Point-per-instance localization data ::
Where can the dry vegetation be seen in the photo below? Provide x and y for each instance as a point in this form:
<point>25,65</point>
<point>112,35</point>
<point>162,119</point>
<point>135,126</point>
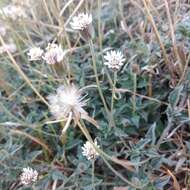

Task details :: Your answer must be the entries repeated exactly, with no pictures.

Solution to the problem ::
Where can the dry vegetation be seen in the photo below? Provide x and y for each instance as a point in this form:
<point>25,65</point>
<point>112,35</point>
<point>162,119</point>
<point>135,126</point>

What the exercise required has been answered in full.